* _AIM_: Pull out every line in the items below that contains the word "foliage", and copy each of those lines in full. Match the letter case; a line counts only if its capitalization matches.

* _LISTED RECORDS_:

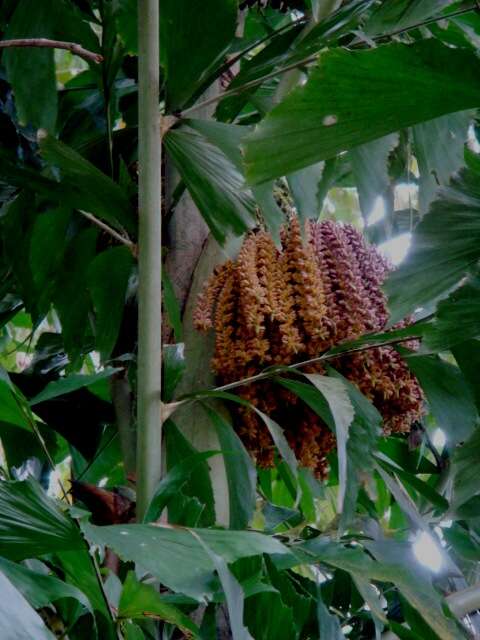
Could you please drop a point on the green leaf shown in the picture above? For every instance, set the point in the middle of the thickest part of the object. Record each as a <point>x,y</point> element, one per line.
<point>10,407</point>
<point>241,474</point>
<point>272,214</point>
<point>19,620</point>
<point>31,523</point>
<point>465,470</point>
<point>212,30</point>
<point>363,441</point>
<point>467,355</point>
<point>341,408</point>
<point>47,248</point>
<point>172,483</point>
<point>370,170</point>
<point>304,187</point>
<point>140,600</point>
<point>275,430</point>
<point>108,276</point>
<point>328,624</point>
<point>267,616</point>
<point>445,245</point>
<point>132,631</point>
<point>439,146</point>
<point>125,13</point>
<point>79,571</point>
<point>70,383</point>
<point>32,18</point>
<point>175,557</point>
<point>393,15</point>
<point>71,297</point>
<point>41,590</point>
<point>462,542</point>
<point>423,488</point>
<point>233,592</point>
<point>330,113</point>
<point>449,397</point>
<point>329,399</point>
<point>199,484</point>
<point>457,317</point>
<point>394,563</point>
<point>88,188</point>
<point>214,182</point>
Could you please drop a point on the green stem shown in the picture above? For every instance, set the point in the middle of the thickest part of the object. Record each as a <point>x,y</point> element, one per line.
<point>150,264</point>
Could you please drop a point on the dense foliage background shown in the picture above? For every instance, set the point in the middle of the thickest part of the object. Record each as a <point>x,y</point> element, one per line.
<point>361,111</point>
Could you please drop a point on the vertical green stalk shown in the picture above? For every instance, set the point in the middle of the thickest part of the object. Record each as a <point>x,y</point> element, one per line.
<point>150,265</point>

---

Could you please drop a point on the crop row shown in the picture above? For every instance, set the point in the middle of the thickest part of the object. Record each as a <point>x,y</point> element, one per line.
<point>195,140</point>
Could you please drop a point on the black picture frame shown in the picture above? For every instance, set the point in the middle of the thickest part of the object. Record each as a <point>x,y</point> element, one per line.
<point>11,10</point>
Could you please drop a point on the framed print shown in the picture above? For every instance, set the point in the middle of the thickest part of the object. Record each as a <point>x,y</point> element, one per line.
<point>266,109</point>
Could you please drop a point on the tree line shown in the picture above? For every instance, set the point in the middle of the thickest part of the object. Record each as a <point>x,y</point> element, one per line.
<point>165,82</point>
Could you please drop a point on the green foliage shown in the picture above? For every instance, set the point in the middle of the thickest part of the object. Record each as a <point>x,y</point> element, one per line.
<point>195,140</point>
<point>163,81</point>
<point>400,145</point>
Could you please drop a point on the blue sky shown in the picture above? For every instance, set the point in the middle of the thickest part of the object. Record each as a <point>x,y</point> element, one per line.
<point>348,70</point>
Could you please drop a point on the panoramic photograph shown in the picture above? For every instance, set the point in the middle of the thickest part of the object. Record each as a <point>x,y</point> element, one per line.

...

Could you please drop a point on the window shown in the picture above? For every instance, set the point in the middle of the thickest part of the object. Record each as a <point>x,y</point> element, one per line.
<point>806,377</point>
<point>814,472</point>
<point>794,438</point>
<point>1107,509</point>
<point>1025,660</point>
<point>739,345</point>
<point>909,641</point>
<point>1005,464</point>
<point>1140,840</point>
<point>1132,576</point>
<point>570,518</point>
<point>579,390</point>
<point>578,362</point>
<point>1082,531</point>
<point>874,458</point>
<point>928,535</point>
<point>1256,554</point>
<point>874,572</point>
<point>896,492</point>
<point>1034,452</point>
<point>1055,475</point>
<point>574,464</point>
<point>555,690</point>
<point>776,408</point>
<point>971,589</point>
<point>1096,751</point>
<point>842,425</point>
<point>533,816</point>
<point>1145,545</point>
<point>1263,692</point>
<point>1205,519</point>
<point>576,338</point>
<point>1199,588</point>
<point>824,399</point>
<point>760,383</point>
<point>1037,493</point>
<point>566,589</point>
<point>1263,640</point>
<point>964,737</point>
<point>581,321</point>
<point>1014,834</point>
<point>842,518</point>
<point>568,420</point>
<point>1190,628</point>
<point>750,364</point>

* _CORRECT RESULT_:
Could you please drop a point on the dense foliage background shown in the picture above? For every instance, set the point in the middle of the thickest part of the object. Record each as a <point>x,y</point> element, one per line.
Could you please drop a point on the green foliage shown in the picture above? For every instance, set the point in the middle of the thickest part of the object. Record each as a <point>x,y</point> element, one per line.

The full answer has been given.